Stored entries
——

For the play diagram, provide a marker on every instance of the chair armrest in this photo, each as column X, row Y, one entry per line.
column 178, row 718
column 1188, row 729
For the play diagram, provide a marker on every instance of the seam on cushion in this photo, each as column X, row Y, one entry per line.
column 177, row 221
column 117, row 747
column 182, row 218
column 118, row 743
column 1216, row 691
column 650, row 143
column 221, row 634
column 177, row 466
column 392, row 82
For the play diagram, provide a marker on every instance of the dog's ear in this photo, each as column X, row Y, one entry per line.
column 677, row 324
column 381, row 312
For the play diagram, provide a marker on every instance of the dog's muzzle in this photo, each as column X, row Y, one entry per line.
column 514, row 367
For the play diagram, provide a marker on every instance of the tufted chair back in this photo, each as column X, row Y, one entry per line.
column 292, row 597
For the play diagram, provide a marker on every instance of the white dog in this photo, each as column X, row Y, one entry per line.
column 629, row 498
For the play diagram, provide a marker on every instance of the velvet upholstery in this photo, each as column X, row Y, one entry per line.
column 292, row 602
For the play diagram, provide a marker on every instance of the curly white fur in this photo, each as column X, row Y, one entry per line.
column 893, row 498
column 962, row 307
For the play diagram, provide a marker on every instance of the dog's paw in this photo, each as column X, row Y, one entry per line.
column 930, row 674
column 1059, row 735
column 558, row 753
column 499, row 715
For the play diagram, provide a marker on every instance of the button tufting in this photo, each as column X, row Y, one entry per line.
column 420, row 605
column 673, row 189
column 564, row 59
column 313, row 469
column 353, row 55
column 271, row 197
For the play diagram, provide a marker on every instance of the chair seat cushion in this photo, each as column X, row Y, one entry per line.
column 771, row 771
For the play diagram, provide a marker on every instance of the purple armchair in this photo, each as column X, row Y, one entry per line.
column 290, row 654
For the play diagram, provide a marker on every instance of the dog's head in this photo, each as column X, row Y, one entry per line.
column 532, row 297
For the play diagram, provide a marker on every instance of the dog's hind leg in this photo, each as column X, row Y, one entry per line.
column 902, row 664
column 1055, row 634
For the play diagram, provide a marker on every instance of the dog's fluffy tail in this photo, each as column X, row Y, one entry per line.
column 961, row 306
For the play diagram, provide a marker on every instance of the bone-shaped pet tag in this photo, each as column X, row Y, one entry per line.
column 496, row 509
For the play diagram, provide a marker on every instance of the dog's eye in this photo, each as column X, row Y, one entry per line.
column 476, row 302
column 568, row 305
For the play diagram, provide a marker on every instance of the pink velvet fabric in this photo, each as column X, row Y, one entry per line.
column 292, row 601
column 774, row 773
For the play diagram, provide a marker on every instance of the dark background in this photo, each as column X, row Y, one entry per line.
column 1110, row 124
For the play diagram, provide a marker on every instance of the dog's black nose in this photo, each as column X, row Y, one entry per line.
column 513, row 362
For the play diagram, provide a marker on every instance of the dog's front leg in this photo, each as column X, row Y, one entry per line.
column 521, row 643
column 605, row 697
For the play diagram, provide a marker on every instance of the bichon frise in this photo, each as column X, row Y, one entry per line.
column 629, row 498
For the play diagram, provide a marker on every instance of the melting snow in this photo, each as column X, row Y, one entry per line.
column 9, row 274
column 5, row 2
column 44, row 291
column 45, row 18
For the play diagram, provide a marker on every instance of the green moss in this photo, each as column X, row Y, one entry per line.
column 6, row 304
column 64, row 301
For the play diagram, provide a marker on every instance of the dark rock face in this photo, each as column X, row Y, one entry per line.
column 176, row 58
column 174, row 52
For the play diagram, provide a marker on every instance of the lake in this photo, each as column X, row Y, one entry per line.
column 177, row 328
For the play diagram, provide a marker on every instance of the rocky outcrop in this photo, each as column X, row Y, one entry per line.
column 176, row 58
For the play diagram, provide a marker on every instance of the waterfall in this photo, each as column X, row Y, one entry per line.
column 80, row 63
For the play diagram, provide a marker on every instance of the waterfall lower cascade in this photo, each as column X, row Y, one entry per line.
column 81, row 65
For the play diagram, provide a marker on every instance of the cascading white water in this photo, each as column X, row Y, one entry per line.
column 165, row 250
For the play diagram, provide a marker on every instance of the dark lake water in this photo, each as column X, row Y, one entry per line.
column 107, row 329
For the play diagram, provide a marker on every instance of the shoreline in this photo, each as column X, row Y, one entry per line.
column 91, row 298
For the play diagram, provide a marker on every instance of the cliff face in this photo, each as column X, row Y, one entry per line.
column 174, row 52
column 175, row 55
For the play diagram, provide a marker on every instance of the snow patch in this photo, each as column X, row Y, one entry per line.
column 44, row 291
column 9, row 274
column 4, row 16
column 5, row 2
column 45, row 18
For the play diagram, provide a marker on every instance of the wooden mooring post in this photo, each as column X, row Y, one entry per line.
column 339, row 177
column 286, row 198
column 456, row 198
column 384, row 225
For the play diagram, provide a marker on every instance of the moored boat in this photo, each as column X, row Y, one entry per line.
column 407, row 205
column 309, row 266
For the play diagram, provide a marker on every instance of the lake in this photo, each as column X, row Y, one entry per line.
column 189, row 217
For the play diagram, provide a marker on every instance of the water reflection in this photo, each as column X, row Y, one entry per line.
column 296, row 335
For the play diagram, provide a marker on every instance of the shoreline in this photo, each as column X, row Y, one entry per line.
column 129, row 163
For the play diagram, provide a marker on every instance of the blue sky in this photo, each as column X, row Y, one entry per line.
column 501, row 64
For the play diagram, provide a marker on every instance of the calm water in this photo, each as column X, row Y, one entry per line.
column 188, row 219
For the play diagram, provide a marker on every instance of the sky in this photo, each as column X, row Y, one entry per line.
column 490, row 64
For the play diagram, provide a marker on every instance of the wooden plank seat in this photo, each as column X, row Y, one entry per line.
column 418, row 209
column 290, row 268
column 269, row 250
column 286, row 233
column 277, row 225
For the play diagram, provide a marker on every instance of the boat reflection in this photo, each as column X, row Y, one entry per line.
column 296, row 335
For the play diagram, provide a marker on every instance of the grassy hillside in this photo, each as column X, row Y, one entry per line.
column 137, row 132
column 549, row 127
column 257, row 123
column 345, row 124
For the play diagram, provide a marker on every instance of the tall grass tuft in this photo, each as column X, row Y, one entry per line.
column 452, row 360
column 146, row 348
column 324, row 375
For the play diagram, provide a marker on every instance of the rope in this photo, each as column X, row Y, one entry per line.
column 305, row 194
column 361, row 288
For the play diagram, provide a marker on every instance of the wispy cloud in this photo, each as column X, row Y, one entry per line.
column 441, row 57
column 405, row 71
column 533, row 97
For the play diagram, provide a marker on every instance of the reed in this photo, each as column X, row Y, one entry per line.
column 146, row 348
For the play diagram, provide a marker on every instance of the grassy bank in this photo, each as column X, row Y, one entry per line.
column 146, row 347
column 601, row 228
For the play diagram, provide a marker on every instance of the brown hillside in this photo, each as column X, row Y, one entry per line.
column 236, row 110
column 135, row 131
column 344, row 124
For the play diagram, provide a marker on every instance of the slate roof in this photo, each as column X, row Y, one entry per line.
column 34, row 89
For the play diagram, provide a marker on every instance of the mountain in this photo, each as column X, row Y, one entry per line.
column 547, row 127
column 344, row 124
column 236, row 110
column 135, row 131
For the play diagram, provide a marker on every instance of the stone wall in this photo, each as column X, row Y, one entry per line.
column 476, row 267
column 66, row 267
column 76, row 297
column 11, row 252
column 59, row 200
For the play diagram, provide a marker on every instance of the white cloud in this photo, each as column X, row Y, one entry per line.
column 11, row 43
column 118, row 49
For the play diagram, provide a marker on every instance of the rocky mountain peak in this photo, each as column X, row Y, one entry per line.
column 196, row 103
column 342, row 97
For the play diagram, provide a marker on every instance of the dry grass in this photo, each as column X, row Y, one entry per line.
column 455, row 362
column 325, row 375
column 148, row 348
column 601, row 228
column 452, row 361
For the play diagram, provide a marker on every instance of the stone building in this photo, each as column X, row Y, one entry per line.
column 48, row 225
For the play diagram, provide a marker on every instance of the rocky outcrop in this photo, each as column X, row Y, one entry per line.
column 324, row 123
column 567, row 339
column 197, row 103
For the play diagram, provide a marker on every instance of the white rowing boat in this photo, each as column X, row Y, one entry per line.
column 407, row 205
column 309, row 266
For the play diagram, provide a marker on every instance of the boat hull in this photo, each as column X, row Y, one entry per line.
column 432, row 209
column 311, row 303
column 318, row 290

——

Problem to work on: Write out the rows from the first line through the line containing "column 499, row 715", both ends included, reproducing each line unchanged.

Full answer:
For the play diagram, provide a marker on every instance of the chair armrest in this photo, each as column X, row Y, one entry per line.
column 178, row 718
column 1188, row 729
For the play diagram, provide a marker on every instance of the seam on cushion in this photo, each as column X, row Y, one entry per line.
column 177, row 221
column 117, row 747
column 182, row 218
column 118, row 743
column 1216, row 691
column 650, row 143
column 221, row 634
column 177, row 466
column 392, row 82
For the play diagram, provide a marker on every instance of the dog's ear in this photo, each as column X, row Y, one entry per line.
column 677, row 324
column 381, row 312
For the play diagram, provide a marker on every instance of the dog's muzzle in this photo, each as column X, row Y, one entry per line.
column 514, row 367
For the play diagram, provide a marker on every instance of the tufted chair back in this photo, each as column X, row Y, one entry per line.
column 292, row 597
For the play diagram, provide a marker on every instance of the white dog in this photo, each as column X, row Y, one entry per line.
column 629, row 498
For the play diagram, provide a marker on every instance of the velvet upholstery in this photo, each as column X, row Y, one entry per line.
column 292, row 602
For the play diagram, provide a marker on every instance of the curly white fur in this photo, each as column X, row Y, one entry per line.
column 893, row 498
column 962, row 307
For the play diagram, provide a marker on every instance of the dog's paw in this photo, each as column X, row Y, one entry per line.
column 930, row 674
column 1059, row 735
column 558, row 753
column 499, row 715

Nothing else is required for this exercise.